DIRECTIVE
Quote the full listing word for word.

+++

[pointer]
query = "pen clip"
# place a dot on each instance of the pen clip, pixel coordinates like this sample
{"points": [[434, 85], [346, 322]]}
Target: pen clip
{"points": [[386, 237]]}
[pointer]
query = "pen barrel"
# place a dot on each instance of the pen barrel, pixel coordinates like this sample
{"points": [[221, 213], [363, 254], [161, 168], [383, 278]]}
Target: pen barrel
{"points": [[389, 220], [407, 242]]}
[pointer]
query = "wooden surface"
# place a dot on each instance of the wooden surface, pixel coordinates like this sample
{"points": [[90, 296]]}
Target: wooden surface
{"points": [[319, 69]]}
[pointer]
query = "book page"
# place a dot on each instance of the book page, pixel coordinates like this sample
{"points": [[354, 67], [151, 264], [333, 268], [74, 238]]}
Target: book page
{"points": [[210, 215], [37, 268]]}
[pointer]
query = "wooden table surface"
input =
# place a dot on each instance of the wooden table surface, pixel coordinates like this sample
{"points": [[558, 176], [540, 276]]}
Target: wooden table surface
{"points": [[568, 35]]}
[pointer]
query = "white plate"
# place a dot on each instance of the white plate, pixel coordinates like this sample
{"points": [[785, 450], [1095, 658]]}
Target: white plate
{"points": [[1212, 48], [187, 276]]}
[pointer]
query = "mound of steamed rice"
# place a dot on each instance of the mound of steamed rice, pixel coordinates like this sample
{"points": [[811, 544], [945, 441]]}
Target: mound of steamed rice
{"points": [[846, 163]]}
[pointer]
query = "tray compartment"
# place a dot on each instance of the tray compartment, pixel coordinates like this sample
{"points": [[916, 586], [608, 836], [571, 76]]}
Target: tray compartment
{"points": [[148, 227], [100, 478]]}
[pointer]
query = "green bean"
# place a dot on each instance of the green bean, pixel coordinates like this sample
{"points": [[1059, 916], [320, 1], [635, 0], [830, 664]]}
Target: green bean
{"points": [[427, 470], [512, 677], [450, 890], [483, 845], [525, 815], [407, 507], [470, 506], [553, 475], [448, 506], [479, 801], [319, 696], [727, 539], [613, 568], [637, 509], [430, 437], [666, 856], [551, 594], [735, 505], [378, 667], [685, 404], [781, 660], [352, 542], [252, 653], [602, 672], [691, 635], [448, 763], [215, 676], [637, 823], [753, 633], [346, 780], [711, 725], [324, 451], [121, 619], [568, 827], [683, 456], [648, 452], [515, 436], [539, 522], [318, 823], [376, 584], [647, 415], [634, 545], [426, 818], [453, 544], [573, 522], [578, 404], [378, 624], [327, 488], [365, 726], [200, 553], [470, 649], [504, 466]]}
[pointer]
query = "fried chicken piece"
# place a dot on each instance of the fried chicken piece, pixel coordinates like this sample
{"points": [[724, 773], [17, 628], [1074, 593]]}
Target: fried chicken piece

+++

OUTPUT OF THE EXERCISE
[pointer]
query = "pen clip"
# place a dot on each instance of the pen clip, pixel coordinates like this sample
{"points": [[434, 85], [346, 322]]}
Target: pen clip
{"points": [[386, 237]]}
[pointer]
query = "pen barrel"
# place a dot on each instance of the pen barrel, pixel coordinates like this sample
{"points": [[221, 213], [363, 254], [161, 168], [383, 278]]}
Target: pen barrel
{"points": [[389, 220], [407, 242]]}
[pointer]
query = "wooden surface"
# place a dot on each instance of the wooden surface, pixel coordinates like this sample
{"points": [[90, 296]]}
Target: wooden surface
{"points": [[319, 69]]}
[pointer]
query = "book page"
# place a dot on each instance of the book page, pixel coordinates like this sample
{"points": [[354, 67], [151, 264], [333, 268], [74, 238]]}
Target: book page
{"points": [[210, 215], [37, 268]]}
[pointer]
query = "wooden table surface"
input =
# place a dot on each instance of the wooden table surface, pixel coordinates like this sample
{"points": [[558, 176], [540, 276]]}
Target: wooden table surface
{"points": [[568, 35]]}
[pointer]
query = "white plate"
# place a dot on each instance of the white plate, pixel coordinates like this sample
{"points": [[785, 450], [1095, 658]]}
Target: white plate
{"points": [[1212, 48], [187, 276]]}
[pointer]
query = "mound of steamed rice"
# place a dot on each instance of the mound of steamed rice, pixel coordinates like this sample
{"points": [[811, 544], [945, 441]]}
Target: mound of steamed rice
{"points": [[846, 163]]}
[pointer]
query = "tray compartment"
# place a dot on each instance of the tray compartment, pixel coordinates like this sample
{"points": [[916, 586], [608, 836], [571, 76]]}
Target: tray compartment
{"points": [[148, 227], [100, 478]]}
[pointer]
query = "green bean"
# place a dot on each instance of the green bean, pixel coordinates like this sample
{"points": [[1059, 916], [320, 1], [635, 0], [830, 664]]}
Target: green bean
{"points": [[427, 470], [512, 677], [450, 890], [483, 845], [525, 815], [407, 507], [470, 506], [553, 475], [448, 506], [479, 801], [319, 696], [727, 539], [613, 568], [637, 509], [430, 437], [666, 856], [551, 594], [735, 505], [378, 667], [685, 404], [781, 660], [352, 542], [252, 653], [602, 672], [691, 635], [448, 763], [215, 676], [637, 823], [753, 633], [346, 780], [711, 725], [324, 451], [121, 619], [568, 827], [683, 456], [648, 452], [515, 436], [539, 522], [318, 823], [376, 584], [647, 415], [634, 545], [426, 818], [453, 544], [573, 522], [578, 404], [378, 624], [327, 488], [365, 726], [200, 553], [470, 649], [504, 466]]}
[pointer]
query = "fried chicken piece"
# place a dot on each instance of the fried chicken piece, pixel coordinates like this sample
{"points": [[724, 773], [17, 628], [1074, 593]]}
Target: fried chicken piece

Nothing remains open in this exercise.